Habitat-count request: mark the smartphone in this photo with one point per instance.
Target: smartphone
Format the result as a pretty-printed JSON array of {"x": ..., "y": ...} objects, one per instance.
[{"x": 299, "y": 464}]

* * *

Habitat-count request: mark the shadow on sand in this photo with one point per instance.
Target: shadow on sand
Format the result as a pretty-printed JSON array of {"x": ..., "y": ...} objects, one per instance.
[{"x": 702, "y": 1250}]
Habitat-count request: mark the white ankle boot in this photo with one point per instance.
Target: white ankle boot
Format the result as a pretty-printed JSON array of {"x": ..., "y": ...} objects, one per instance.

**TASK:** From the rows above, keep only the lines containing the word "smartphone", and treat uppercase and lowercase letters as different.

**EXERCISE ANSWER:**
Habitat-count request: mark the smartphone in this photo with one point per instance.
Target: smartphone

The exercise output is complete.